* Begin Provided records *

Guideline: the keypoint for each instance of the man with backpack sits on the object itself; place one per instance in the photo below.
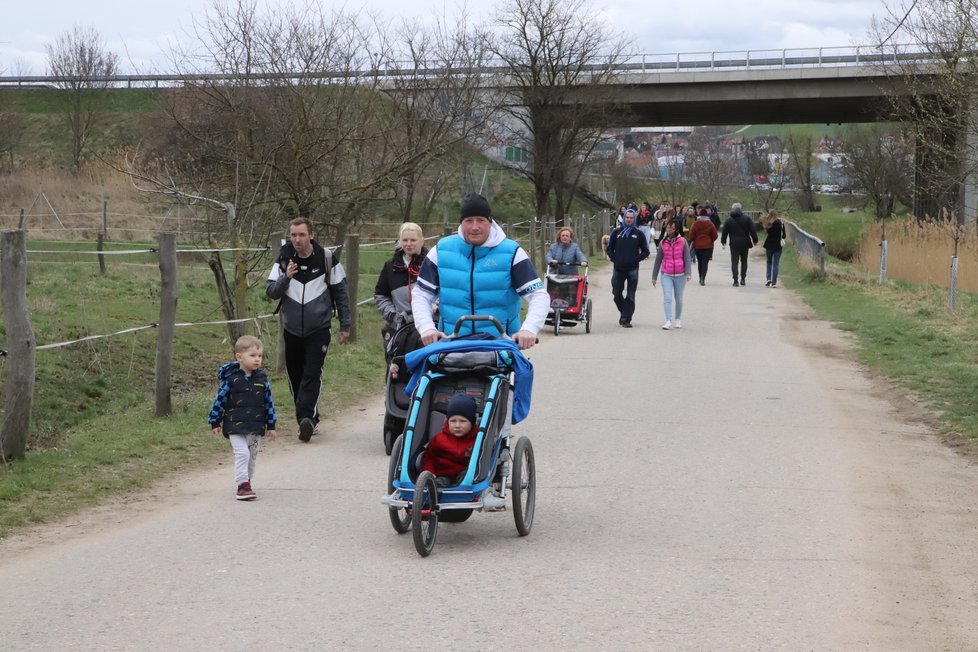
(740, 229)
(309, 285)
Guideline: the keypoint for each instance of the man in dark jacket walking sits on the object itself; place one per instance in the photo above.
(627, 247)
(310, 286)
(740, 229)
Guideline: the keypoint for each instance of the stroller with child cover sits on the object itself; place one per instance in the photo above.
(494, 372)
(569, 303)
(401, 338)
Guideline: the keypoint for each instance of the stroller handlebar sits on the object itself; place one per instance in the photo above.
(476, 318)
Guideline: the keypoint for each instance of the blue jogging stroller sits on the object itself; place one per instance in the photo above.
(494, 372)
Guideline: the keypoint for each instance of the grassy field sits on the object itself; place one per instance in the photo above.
(93, 432)
(907, 334)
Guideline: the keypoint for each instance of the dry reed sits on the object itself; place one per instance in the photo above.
(63, 205)
(920, 252)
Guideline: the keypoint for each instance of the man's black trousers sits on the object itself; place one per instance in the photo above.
(304, 359)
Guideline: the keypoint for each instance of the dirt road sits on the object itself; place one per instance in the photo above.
(739, 484)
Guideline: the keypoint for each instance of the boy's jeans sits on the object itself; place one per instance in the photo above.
(673, 284)
(246, 449)
(773, 262)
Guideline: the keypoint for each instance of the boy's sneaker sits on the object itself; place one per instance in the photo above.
(306, 426)
(245, 492)
(493, 503)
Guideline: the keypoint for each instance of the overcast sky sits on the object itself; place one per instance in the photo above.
(139, 30)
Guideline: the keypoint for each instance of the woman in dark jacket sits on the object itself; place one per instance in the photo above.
(772, 246)
(393, 291)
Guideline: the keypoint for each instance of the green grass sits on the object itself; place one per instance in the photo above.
(93, 434)
(906, 334)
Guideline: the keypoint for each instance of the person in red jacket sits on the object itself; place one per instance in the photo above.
(448, 453)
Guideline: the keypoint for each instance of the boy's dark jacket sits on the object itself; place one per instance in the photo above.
(243, 405)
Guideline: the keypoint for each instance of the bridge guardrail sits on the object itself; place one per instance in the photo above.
(639, 63)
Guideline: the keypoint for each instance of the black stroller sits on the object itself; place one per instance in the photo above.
(400, 338)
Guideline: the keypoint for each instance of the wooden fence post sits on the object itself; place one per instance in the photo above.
(100, 241)
(351, 245)
(21, 345)
(168, 316)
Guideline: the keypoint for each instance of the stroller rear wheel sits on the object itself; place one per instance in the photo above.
(524, 486)
(400, 518)
(424, 513)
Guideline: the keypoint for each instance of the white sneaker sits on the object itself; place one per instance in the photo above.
(493, 503)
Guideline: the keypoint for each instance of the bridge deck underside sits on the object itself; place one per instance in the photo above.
(800, 101)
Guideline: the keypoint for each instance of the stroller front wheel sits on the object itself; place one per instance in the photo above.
(424, 513)
(524, 486)
(400, 518)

* End Provided records *

What you need to do = Print every line of the material above word for word, leaving out the picture.

Reply to the exercise =
Guideline: the keypoint for each instance of the man with backpack sits on the object itself; place one per instance in the photo below.
(740, 229)
(309, 285)
Guideline: the keypoint for each instance of the man in dark jacket walking sits on the object itself; place one per instance in the photo above.
(627, 247)
(310, 286)
(740, 229)
Guideline: the keypoint for each instance of the stroller with child cover sits on the object itself; place one per instance in the photo above.
(494, 372)
(569, 303)
(401, 338)
Guideline: the keypoint for each instance of the stroller handlebar sits on the object itself; place one per instance in the photo above.
(476, 318)
Guideline: the keypoint for each instance of the blue jogging stroller sits on the object itself; place one per instance in the photo above.
(494, 372)
Guideline: the keypoint for each instance of the grassy field sits on the object itself; place one per instance in the photo above.
(93, 432)
(907, 334)
Guideline: the keypoint for each instance of the dry reed sits on the object itself; place one per instance in the photo above.
(63, 205)
(920, 252)
Guideline: the keypoint for each instance of the man's black trousers sits on the object itself; place one per instance in the photo above.
(304, 359)
Guideline: the keypoint for each instance of the dirt road sits on the object itself; place one per instance in the photo above.
(739, 484)
Guideline: the keypoint for each instance of the boy's jeans sits on the object itself; place one per instance in the photo above.
(673, 284)
(246, 449)
(773, 262)
Guideline: the keypoint for each instance of the boy's sneaker sits on the object itself; place one per instance in the photo above.
(306, 426)
(245, 492)
(493, 503)
Guideline: the keypoint for each instance of the overcast sky sits on the object itself; place one per instance in the photo above.
(139, 30)
Guideline: the keypoint for each instance of the woman in dark jacket sits on the object itself; place one per instance in the photo above.
(772, 246)
(393, 291)
Guideline: the keypoint for each instance of the green grass sits on the object itself; place one per instance in the photo above.
(93, 434)
(906, 334)
Guideline: the keypoint for each instance of the person in red jacket sits on the object itself; place one per instance in the photo above.
(448, 453)
Guideline: the keypoint for each instance of the boy's dark jacket sits on the object itself; place one per instance in the photo above.
(243, 405)
Guideline: the keypoint for each instance of the bridge guardrail sits on the object itself; place one per instance in the photo above.
(639, 63)
Guideline: the keypoint for each instance of the black stroller sits on the object itself; place one per instance in the photo above.
(400, 338)
Guideline: the keypoint for each instance of the wooden fence post sits on the object itself; place one per instance in the photo above.
(100, 241)
(351, 245)
(21, 345)
(168, 316)
Guideline: the keypoint for each instance of the stroller rear wheel sits on the object itself; place one per instance in the photo above.
(524, 486)
(400, 518)
(424, 513)
Guideline: the keypoint for each instance of the white sneaker sits on the object itself; place one per instance in the photo above.
(493, 503)
Guideline: the keypoint for each instance of the bridge deck underside sits on the object itself; place one per instance in the photo above.
(800, 101)
Guideline: the keypoint for each instance of the stroller front wheel sits on the object itself; place one per instance in the photo above.
(424, 513)
(524, 486)
(400, 518)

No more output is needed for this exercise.